▸ **Exercise passage**
++++

TechOpsGuys.com Diggin' technology every day

June 30, 2012

Synchronized Reboot of the Internet

Filed under: linux — Tags: — Nate @ 7:37 pm

[UPDATE – I’ve been noticing some people claim that kernels newer than 2.6.29 are not affected, well I got news for you, I have 200+ VMs that run 2.6.32 that say otherwise (one person in the comments mentions Kernel 3.2 is impacted too!) 🙂 ]

[ UPDATE 2 – this is a less invasive fix that my co-worker has tested on our systems:

date -s "`date -u`"

]
Been fighting a little fire that I’m sure hundreds if not thousands are fighting as well it happened at just before midnight UTC when a leap second was inserted into our systems, and well that seemed to trip a race condition in Linux, that I assume most thought was fixed but I guess people didn’t test it.

[3613992.610268] Clock: inserting leap second 23:59:60 UTC

 

The behavior as I’m sure your all aware of by now is a spike in CPU usage, normally our systems run on average under 8% cpu usage, and this really pegged them up by ten fold. Fortunately vSphere held up and we had the capacity to eat it, the resource pools helped make sure production had it’s share of CPU power. Only minimal impact to the customers, our external alerting never even went off, that was a good sign.

++++

▸ **Entries provided**

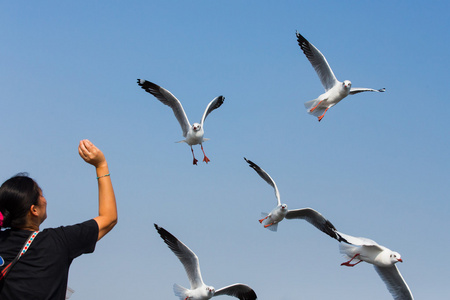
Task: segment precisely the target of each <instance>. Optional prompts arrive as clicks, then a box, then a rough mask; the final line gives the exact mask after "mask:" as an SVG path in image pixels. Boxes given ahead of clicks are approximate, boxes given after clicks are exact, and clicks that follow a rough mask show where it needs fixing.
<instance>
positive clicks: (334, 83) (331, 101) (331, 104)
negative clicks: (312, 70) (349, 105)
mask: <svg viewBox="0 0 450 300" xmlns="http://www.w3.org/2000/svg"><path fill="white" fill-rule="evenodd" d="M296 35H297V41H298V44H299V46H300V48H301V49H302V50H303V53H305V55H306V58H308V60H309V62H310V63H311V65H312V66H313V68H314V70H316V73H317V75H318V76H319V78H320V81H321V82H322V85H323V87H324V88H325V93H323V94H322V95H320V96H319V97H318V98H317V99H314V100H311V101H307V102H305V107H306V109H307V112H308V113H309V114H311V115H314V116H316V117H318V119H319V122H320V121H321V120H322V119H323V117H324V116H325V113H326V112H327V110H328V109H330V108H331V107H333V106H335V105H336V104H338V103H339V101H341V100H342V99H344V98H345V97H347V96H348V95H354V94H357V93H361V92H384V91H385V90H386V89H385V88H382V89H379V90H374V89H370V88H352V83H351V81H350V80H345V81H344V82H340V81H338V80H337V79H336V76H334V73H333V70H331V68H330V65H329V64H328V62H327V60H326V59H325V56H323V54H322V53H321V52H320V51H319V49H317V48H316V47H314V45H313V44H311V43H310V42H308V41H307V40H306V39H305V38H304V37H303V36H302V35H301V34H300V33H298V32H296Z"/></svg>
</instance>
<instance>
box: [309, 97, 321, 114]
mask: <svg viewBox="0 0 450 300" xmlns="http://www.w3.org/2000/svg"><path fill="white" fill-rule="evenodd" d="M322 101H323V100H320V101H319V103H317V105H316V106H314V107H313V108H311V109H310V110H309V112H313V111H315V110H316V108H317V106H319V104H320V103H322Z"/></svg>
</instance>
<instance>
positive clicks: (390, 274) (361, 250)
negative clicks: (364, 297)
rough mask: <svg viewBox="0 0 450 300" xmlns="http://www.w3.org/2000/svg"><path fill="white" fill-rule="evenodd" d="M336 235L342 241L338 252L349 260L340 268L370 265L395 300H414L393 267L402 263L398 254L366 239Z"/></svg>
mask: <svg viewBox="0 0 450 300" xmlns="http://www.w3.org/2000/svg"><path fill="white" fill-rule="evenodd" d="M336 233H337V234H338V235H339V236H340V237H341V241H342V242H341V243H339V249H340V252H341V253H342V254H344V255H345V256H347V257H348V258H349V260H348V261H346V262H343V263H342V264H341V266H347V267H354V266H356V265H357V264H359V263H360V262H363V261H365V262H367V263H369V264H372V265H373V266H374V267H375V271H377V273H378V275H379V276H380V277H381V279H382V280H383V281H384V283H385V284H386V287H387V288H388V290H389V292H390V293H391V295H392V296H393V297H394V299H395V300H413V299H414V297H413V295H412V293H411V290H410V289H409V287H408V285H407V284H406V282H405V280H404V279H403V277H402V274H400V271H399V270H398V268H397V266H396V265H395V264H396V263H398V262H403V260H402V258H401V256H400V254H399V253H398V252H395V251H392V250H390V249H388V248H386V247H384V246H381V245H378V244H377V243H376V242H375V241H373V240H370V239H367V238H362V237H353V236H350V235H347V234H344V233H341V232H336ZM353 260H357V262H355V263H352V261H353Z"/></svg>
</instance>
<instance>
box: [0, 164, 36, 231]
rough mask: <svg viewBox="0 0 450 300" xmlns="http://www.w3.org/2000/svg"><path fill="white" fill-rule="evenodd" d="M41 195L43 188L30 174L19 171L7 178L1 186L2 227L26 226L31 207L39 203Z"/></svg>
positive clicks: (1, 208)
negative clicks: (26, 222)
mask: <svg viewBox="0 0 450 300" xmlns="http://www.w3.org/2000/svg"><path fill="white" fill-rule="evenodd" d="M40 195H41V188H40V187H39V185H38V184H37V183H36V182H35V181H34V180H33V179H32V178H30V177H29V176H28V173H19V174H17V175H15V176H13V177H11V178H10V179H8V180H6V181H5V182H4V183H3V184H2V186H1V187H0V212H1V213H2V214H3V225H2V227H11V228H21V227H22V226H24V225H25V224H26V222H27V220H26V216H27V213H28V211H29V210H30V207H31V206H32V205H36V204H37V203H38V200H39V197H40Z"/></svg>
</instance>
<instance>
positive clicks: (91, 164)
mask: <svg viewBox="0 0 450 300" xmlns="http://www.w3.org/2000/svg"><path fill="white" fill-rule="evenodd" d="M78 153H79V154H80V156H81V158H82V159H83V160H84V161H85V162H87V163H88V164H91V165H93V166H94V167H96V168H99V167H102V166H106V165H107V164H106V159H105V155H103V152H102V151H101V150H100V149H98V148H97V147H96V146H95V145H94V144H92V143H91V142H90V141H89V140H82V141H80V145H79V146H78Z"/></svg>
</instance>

++++

▸ **Required work**
From the leap-second post, duplicate the passage between "Filed under: linux" and "didn’t test it.", inclusive. The rows play no part in what comes next.

▸ **Expected output**
Filed under: linux — Tags: — Nate @ 7:37 pm

[UPDATE – I’ve been noticing some people claim that kernels newer than 2.6.29 are not affected, well I got news for you, I have 200+ VMs that run 2.6.32 that say otherwise (one person in the comments mentions Kernel 3.2 is impacted too!) 🙂 ]

[ UPDATE 2 – this is a less invasive fix that my co-worker has tested on our systems:

date -s "`date -u`"

]
Been fighting a little fire that I’m sure hundreds if not thousands are fighting as well it happened at just before midnight UTC when a leap second was inserted into our systems, and well that seemed to trip a race condition in Linux, that I assume most thought was fixed but I guess people didn’t test it.